== EXTRACT TO READ ==

Jerry Reitman (born January 9, 1938) is an American author, businessman and advertising executive. Reitman is the founder of the Reitman Group. He formerly worked for American Express, served as the vice president of marketing for the CBS Columbia House division, served as the CEO of Scali, McCabe, Sloves, the International Head and Executive Vice President of Ogilvy, and the Executive Vice President of Leo Burnett Worldwide.

Early life
Reitman was born to Benjamin and Ruth Reitman. He grew up in a Jewish family in Philadelphia, Pennsylvania. His father was the owner of multiple shoe retail stores. He graduated from Abraham Lincoln High School and went on to attend Penn State where he graduated with a degree in finance.

Career
Reitman started his career at Ziff Davis as an ad salesman. While at Ziff Davis, he went on to become the director of their British Magazine of the Month Club. He then spent time working at Publishers Clearing House and Academic Media Company.

===
== ENTRIES SHOWN ==

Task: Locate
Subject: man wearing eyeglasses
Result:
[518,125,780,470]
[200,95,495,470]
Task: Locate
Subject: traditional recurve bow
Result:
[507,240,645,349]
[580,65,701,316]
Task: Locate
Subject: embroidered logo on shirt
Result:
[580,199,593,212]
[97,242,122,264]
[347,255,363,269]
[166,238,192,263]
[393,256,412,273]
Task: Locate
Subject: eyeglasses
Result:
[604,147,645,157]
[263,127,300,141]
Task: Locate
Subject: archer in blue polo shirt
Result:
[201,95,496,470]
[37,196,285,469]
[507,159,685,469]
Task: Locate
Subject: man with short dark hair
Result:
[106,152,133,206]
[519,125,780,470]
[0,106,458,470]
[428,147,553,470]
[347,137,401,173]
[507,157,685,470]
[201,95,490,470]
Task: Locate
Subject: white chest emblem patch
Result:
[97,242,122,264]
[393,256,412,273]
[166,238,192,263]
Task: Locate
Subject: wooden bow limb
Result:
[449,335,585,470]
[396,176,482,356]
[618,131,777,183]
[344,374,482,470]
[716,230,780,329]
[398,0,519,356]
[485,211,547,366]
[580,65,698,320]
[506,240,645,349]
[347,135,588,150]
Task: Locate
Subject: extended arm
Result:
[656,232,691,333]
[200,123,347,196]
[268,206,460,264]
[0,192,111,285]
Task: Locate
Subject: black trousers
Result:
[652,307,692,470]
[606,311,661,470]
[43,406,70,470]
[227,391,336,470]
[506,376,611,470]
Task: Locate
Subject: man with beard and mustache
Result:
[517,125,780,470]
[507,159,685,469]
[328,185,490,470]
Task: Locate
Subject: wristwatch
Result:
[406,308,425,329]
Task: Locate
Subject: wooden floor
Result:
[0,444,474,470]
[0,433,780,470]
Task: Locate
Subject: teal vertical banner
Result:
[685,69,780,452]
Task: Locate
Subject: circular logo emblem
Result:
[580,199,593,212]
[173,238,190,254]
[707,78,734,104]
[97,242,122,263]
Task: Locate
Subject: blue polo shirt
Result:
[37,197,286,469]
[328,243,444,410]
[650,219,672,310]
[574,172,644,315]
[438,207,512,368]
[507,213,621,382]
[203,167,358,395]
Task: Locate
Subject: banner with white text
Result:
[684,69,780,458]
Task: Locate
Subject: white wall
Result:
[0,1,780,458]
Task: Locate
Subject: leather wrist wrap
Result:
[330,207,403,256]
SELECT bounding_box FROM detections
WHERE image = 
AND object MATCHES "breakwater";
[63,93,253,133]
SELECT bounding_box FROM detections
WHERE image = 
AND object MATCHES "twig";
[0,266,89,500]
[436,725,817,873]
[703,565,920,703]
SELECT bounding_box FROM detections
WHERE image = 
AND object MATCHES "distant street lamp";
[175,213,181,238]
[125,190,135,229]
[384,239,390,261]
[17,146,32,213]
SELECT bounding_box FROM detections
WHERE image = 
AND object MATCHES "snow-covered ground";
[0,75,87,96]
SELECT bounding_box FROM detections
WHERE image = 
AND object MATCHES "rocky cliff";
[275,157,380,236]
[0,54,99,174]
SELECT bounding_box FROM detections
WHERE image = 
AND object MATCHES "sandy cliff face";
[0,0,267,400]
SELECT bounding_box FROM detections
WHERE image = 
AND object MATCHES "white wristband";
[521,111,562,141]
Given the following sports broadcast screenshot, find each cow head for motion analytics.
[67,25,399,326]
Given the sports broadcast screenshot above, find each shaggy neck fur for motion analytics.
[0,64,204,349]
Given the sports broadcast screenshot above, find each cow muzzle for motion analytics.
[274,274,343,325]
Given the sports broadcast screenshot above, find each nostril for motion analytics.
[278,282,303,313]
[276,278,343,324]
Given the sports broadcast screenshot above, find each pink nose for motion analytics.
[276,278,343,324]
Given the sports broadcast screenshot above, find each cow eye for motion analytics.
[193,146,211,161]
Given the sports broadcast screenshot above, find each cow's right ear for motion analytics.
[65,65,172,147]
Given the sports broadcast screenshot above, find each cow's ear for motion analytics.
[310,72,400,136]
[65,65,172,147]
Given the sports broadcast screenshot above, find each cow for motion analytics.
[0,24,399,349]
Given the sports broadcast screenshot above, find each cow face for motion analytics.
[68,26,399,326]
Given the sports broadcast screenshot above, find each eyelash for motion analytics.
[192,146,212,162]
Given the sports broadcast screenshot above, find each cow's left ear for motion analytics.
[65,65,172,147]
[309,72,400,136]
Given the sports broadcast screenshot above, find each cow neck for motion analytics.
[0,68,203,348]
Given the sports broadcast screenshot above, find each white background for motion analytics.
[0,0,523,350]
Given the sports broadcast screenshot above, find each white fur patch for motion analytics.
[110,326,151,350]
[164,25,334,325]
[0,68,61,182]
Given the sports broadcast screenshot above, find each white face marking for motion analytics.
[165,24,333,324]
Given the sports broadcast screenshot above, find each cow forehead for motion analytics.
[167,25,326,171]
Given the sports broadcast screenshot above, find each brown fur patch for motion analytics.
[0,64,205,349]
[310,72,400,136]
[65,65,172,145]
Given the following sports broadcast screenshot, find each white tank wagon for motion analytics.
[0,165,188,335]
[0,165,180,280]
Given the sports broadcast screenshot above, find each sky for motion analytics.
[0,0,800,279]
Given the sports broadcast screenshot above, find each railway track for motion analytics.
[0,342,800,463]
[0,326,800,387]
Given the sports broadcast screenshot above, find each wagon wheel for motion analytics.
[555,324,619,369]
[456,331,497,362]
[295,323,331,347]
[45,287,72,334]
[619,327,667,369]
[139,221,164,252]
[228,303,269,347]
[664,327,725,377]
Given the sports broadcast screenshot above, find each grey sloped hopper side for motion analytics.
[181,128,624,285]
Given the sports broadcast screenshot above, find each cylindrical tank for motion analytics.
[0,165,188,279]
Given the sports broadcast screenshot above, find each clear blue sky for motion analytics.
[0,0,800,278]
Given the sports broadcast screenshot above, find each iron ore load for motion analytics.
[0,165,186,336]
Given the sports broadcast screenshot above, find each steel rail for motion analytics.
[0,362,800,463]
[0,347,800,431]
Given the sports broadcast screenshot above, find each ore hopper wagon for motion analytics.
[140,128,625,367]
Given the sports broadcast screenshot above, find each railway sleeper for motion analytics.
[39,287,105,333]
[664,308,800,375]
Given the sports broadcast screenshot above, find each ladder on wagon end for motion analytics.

===

- **TO DO**:
1. Using the Jerry Reitman biography, answer each question:
(a) In which city and state did Reitman grow up?
(b) What degree did he earn at Penn State?
(c) At which company did he start his career, and in what role?
2. Duplicate the passage of the Jerry Reitman biography starting at "Jerry Reitman (born" and ending at "degree in finance.".
The records can be set aside, since nothing here depends on them.

- **COMPLETE ANSWERS**:
1.
(a) Philadelphia, Pennsylvania
(b) A degree in finance
(c) Ziff Davis, as an ad salesman

2.
Jerry Reitman (born January 9, 1938) is an American author, businessman and advertising executive. Reitman is the founder of the Reitman Group. He formerly worked for American Express, served as the vice president of marketing for the CBS Columbia House division, served as the CEO of Scali, McCabe, Sloves, the International Head and Executive Vice President of Ogilvy, and the Executive Vice President of Leo Burnett Worldwide.

Early life
Reitman was born to Benjamin and Ruth Reitman. He grew up in a Jewish family in Philadelphia, Pennsylvania. His father was the owner of multiple shoe retail stores. He graduated from Abraham Lincoln High School and went on to attend Penn State where he graduated with a degree in finance.